> _Exercise prompt_:
Collect each line from the listing below that contains the string "hillside", copied as it appears there. Letter case matters, so a line counts only if its capitals and small letters match.

> _Information shown_:
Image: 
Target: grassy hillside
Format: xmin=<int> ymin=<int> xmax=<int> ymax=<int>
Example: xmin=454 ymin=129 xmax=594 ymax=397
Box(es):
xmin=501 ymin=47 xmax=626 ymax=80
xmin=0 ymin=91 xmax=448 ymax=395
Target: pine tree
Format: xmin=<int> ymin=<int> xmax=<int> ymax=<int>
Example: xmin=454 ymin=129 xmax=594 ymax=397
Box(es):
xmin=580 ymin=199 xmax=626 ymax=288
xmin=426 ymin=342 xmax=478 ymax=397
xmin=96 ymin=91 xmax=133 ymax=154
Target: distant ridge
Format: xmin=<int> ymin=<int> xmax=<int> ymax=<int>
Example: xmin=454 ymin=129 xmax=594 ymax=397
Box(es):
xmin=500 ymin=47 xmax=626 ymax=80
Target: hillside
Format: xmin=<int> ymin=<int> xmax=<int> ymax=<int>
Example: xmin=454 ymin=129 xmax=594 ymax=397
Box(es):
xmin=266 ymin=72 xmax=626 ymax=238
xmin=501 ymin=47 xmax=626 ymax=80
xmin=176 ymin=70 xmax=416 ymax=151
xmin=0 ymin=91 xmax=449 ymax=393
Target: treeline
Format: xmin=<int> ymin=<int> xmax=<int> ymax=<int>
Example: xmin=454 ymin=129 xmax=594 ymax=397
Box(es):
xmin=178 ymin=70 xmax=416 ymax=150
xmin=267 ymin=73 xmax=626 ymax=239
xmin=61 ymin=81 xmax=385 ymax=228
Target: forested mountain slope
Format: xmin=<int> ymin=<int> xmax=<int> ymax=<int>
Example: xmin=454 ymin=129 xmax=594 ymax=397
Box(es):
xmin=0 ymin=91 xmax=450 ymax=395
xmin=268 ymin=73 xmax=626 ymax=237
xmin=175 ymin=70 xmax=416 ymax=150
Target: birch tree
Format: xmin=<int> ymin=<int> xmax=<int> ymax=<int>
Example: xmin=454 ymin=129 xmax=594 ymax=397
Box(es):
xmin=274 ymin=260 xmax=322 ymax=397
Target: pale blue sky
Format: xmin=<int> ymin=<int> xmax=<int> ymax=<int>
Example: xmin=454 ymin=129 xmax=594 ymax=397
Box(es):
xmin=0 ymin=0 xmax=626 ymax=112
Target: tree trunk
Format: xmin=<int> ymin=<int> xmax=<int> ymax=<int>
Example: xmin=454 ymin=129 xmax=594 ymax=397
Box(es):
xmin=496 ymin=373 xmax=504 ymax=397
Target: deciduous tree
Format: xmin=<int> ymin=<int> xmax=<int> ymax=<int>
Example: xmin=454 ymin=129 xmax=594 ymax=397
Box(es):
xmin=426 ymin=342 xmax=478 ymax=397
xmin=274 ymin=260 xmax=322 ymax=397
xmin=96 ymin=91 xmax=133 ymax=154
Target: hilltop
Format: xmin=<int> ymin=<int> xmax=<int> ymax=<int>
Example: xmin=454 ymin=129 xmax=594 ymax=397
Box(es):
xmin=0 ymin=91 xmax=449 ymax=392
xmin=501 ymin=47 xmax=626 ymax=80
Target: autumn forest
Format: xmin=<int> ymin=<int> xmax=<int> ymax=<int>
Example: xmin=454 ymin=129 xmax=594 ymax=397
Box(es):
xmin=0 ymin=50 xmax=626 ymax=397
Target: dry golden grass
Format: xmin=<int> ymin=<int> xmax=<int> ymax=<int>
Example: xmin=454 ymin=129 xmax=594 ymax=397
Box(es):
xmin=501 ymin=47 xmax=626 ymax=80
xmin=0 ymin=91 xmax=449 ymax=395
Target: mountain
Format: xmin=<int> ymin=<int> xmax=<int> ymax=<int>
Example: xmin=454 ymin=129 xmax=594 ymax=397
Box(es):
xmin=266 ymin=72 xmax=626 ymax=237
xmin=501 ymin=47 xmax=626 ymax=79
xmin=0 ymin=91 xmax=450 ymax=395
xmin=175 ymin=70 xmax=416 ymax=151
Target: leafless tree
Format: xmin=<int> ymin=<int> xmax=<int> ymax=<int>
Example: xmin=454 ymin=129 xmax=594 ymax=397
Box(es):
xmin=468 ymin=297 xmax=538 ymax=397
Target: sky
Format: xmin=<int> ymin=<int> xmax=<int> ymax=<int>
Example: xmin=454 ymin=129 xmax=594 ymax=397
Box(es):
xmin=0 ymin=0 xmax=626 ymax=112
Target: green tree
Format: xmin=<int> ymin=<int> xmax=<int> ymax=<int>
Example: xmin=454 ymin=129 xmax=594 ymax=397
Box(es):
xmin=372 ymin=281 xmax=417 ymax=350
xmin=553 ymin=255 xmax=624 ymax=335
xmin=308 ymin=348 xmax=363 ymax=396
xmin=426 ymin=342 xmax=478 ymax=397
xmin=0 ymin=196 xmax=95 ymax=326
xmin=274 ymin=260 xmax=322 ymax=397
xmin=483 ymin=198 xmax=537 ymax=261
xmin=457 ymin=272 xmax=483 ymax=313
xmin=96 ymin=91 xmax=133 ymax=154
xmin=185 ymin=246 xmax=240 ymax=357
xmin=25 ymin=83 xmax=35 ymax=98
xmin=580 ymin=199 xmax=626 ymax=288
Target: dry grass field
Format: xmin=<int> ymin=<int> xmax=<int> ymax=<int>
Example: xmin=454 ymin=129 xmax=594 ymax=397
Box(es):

> _Full output_:
Target: grassy hillside
Target: hillside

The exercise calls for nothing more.